▶ **WORK INSTRUCTIONS**:
Answer these questions using the text on diagnostic patents below.
1. Which section and article of TRIPS does the text quote as stating that patents "shall be available for any inventions"?
2. Which judge dissented in Athena Diagnostic v. Mayo Collaborative Services?
3. Which justice wrote for the court in Henry Schein, Inc. et al. v. Archer & White Sales, Inc.?

▶ **TEXT EXCERPT**:
____________

This summer, the Australian Federal Court went the other way in Sequenom, Inc. v. Ariosa Diagnostics, Inc. than the US, finding that the method of detecting fetal DNA in maternal blood to be eligible subject matter and that the patent was valid and infringed. While the Federal Circuit described the invention as “truly meritorious” and “ground breaking”, they found it to be invalid because it was directed to a natural law.

Both Australia and the US are members of the WTO, which means they both have to operate under the Trade-Related Aspects of Intellectual Property Rights (TRIPS) Agreement. TRIPS, which was championed by the US in the 90s, commits signatory countries to adopt a set of patent standards. Section 5, Article 27(1) of TRIPS states, “patents shall be available for any inventions, whether products or processes, in all fields of technology, provided that they are new, involve an inventive step and are capable of industrial application.”

Judge Moore in her dissent in Athena Diagnostic v. Mayo Collaborative Services argued that there is now a per se bar on diagnostic patents because, since Mayo, the Federal Circuit has “held every single diagnostic claim in every case before us ineligible” and cites to a number of cases, including Ariosa. Now that Ariosa has come out two different ways in two WTO member countries, it may be possible for the governments of parties involved in such cases, such as England on behalf of Oxford, to file a complaint at the WTO against the US for violating TRIPS Article 27(1) because of this effective ban on diagnostic patents.

While TRIPS under Article 27(3)(a) does allow for members to exclude “diagnostic, therapeutic and surgical methods for the treatment of humans or animals,” Congress has not done so and Justice Kavanaugh writing for the court in an unanimous opinion in Henry Schein, Inc. et al. v. Archer & White Sales, Inc. states, “we may not engraft our own exceptions onto the statutory text.” Therefore, not only do the judicial exceptions to Section 101 apparently violate Supreme Court precedence, their application has had an effect of violating the TRIPS Agreement.

____________

▶ **MATERIAL SUPPLIED**:
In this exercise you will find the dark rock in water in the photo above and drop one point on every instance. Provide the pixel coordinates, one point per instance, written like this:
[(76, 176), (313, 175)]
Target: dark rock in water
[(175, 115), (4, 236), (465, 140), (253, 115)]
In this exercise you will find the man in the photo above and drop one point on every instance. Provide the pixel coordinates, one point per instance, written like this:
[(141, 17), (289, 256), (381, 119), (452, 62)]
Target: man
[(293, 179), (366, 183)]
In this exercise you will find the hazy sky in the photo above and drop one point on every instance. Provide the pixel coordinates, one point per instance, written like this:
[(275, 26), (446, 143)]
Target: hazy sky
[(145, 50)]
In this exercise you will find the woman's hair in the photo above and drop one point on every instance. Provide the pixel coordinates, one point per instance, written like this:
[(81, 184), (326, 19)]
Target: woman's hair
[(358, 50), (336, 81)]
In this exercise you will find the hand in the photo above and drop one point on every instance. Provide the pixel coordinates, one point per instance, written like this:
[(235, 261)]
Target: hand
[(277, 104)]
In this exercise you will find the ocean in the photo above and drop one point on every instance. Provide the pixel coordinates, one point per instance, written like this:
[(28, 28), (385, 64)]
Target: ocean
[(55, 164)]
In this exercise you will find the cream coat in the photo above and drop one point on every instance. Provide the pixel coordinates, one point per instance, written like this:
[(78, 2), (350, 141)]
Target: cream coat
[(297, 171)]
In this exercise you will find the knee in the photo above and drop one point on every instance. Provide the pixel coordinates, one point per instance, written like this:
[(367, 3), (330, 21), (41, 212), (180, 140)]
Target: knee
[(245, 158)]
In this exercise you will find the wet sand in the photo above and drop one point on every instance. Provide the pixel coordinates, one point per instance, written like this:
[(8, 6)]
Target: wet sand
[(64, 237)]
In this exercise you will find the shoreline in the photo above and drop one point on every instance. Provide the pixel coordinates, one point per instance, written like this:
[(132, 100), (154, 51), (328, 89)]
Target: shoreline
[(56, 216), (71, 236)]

____________

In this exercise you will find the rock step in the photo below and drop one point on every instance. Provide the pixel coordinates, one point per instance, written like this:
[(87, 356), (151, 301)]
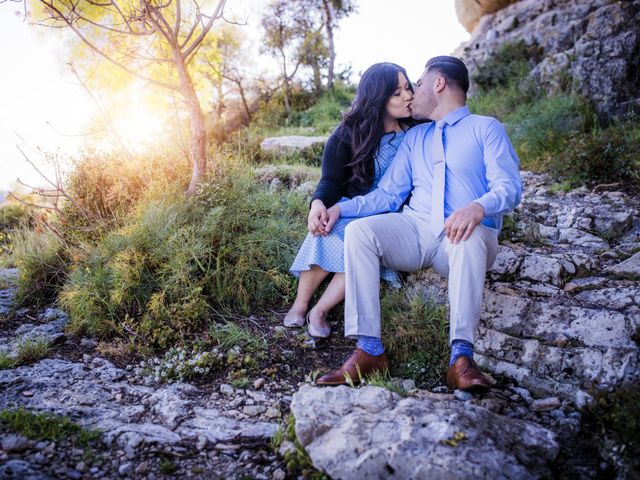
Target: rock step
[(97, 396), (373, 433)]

____________

▶ **EXERCISE RESPONSE**:
1. Section 5, Article 27(1)
2. Judge Moore
3. Justice Kavanaugh